> Supplied passage:
┄┄┄┄┄┄
QIN member lends hand to local waterways cleanups

Editor’s note: The Chehalis Basin Lead Entity, the community group that identifies and implements salmon habitat restoration and protection projects in the watershed, features local people who are doing good things for salmon in their “watershed heroes” series. Here they spotlight Grays Harbor Stream Team volunteer Sammy Fletcher.

Sammy Fletcher is an active and diligent volunteer with the Grays Harbor Stream Team, a coalition of students, educators, citizen volunteers, local agencies, and nonprofit organizations dedicated to the protection and restoration of streams that flow through Grays Harbor County.

Fletcher was born and raised in the Aberdeen area, and went to local schools, including Robert Gray Elementary in Aberdeen and Taholah High School on the Quinault Indian Reservation. A Quinault Indian Nation member, he also has family ties to the Chehalis Confederated Tribes of the Chehalis Reservation — his aunts and a sister married into the tribe.

Bucking hay and packing cedar was how Fletcher grew up. He works in construction, notably with a nonprofit company that deconstructs buildings and sustainably reclaims the wood and processes it into reusable base materials. From these physically demanding endeavors, he has developed a strong work ethic.

With the Grays Harbor Stream Team, he planted numerous species of trees, shrubs and emergent plants this past winter at the Lower Satsop River Restoration site, a multi-phase riparian and floodplain restoration project.

“Outdoor restoration works sets me free in my soul … and helps me get outside of myself,” Fletcher said. “I know that I will never see some of the trees fully grown that I planted with Stream Team, but generations of people in the future will.”

He’s also been involved with beach cleanups, including one as part of the Yellow Rope Project, which cleans up bits of rope used by oyster farms using the longline method left behind after harvest.
┄┄┄┄┄┄
> Information shown:

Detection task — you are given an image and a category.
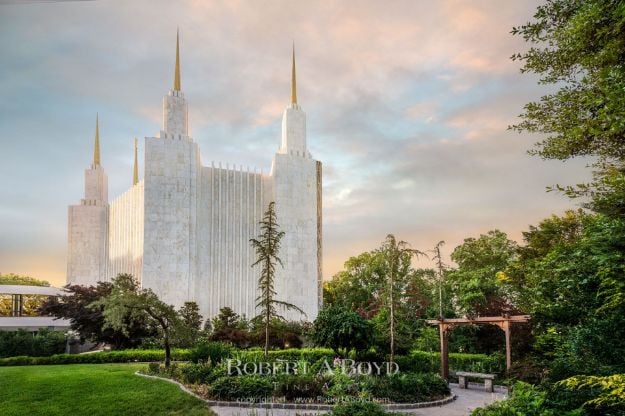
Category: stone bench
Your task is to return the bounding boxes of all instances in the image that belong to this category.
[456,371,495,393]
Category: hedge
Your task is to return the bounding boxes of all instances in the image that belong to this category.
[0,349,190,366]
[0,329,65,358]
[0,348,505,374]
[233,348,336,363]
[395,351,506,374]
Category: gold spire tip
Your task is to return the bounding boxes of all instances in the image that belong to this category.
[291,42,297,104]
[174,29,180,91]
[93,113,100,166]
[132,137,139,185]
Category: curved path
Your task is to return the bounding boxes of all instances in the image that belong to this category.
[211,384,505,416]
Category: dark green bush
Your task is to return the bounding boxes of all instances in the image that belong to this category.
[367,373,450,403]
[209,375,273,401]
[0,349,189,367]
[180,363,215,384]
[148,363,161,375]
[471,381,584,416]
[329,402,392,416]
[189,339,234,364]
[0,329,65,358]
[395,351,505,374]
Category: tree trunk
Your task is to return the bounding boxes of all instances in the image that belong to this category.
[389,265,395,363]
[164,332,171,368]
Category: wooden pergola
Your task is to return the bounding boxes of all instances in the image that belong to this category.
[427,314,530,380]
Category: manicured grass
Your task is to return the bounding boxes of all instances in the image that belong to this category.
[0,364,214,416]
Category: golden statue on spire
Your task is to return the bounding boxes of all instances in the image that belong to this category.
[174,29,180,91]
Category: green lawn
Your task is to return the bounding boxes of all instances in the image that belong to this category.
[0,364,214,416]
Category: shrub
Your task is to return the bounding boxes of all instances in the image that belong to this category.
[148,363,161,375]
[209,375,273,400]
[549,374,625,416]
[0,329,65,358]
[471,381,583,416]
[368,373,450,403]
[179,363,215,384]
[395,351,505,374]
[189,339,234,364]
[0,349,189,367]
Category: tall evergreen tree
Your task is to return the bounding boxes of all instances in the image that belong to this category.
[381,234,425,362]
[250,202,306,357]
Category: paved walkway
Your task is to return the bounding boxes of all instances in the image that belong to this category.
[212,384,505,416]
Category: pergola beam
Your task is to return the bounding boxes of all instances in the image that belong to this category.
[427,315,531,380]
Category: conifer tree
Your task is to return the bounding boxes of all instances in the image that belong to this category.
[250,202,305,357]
┄┄┄┄┄┄
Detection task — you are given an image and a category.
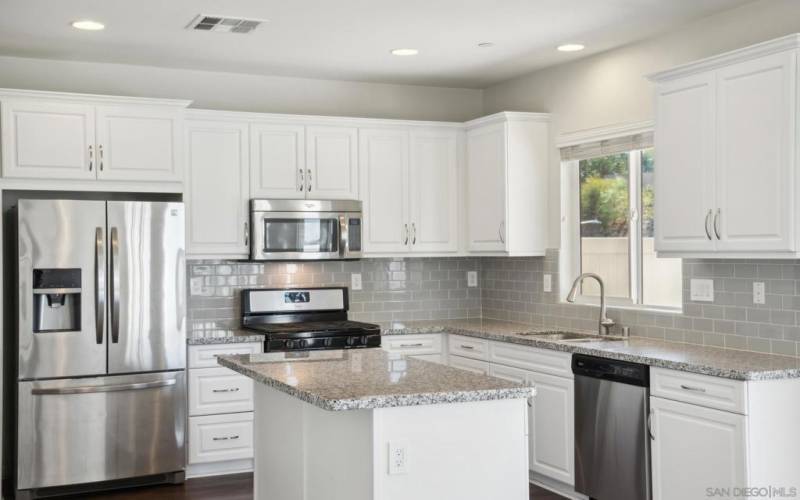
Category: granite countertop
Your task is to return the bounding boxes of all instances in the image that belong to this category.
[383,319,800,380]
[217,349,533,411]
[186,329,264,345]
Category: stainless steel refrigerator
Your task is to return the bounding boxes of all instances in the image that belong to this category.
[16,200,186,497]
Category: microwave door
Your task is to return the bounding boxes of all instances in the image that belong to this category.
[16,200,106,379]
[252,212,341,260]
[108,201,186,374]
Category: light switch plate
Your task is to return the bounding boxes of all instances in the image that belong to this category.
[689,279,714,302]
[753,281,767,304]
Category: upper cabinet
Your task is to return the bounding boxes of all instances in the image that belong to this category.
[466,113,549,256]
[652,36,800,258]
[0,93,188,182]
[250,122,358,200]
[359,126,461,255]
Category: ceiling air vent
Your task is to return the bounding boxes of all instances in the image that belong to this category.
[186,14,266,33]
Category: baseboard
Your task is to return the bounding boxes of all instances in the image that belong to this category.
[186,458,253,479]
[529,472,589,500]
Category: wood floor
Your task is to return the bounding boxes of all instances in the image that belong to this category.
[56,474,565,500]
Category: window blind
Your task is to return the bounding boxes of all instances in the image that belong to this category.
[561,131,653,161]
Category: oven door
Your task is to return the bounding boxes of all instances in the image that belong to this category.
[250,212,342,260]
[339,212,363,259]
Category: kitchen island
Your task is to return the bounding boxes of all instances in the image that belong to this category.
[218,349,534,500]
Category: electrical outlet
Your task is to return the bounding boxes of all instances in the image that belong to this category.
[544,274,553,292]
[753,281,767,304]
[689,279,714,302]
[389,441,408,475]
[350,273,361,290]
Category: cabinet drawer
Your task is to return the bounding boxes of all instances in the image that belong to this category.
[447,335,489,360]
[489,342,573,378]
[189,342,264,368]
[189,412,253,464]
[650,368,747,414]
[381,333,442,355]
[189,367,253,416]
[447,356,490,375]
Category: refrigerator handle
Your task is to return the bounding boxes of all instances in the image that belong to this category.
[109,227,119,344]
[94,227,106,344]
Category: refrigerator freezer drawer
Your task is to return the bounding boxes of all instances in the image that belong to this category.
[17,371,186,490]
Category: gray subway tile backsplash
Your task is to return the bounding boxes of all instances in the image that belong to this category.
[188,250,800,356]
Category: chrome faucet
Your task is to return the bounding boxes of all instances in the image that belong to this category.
┄┄┄┄┄┄
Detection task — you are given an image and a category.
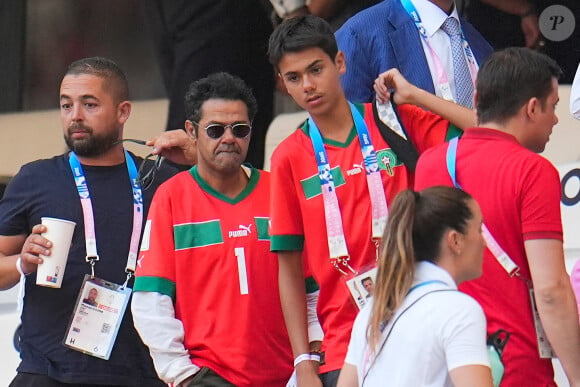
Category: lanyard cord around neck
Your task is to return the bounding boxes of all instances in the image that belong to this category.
┄┄┄┄┄┄
> Things to do:
1/ Do these statements agree with the article on Sammy Fletcher? Answer yes or no for each, quoting the words from the article that decide it. (a) Fletcher went to Taholah High School on the Quinault Indian Reservation. (b) Fletcher works for a company that builds new houses from fresh lumber. (c) The Yellow Rope Project removes rope that oyster farms leave behind.
2/ Repeat, word for word, the part of the article on Sammy Fletcher that opens with the words containing "QIN member lends" and closes with "volunteer Sammy Fletcher.".
3/ Write the next part of the article on Sammy Fletcher, starting after its last sentence.

> Responses by item number:
1/
(a) Yes: "Taholah High School on the Quinault Indian Reservation"
(b) No: "a nonprofit company that deconstructs buildings and sustainably reclaims the wood"
(c) Yes: "cleans up bits of rope used by oyster farms using the longline method left behind after harvest"

2/
QIN member lends hand to local waterways cleanups

Editor’s note: The Chehalis Basin Lead Entity, the community group that identifies and implements salmon habitat restoration and protection projects in the watershed, features local people who are doing good things for salmon in their “watershed heroes” series. Here they spotlight Grays Harbor Stream Team volunteer Sammy Fletcher.

3/
“I learned at a beach cleanup that this plastic rope breaks down into tiny pieces that never go away,” Fletcher said.

Stream Team coordinator and Yellow Rope Project co-coordinator Alexa Brown added, “the small plastic bits look like food to marine critters and as the bits get eaten, plastic accumulates in the food chain.”

Fletcher has also applied “sweat equity” in the removal of invasive species including Scotch broom, English ivy, and English holly, among others, during other volunteer stewardship events.

“The ivy suffocates trees, and the roots seem to go forever,” he said. “I also removed invasive English holly, a plant that just hogs up space. Because I’m native, when I pull out invasive plants, I often give a tobacco offering, and say that I am sorry I’m pulling you out.”

In the future, Fletcher hopes to be able to continue his education and get his associate’s degree at Grays Harbor College, and then one day work with his Quinault tribe.

“There is a Legacy Native Pathways AA degree program that I hope to enroll in,” Fletcher said. “Fawn Sharp, our current vice president of the Quinault Indian Nation, helped to set this program up. I would love to get educated in a really good way, and take biology classes.”

The program serves students from Quinault, Queets, Chehalis, Shoalwater Bay/Aberdeen, and six other local tribes, and provides specialized assistance to tribal members to be most successful. For more information on the program, check out www.ghc.edu.

In reflecting on why he volunteers with Stream Team, Fletcher said, “I volunteer because I learn so much. I just love being outdoors. When I’m outdoors, I feel its residue for days — I’m happy for days. I am single, but not lonely as I have the earth, moon and the sky.”

“It is important to recognize Sammy’s efforts because at every event, he always shows up early to set up and stays late to help pack up,” Brown said. “Sammy has a positive perspective, is determined, and has a deep commitment to the well-being of our streams and waterways. I am inspired by his commitment and the number of friends he has convinced to come to the volunteer events.”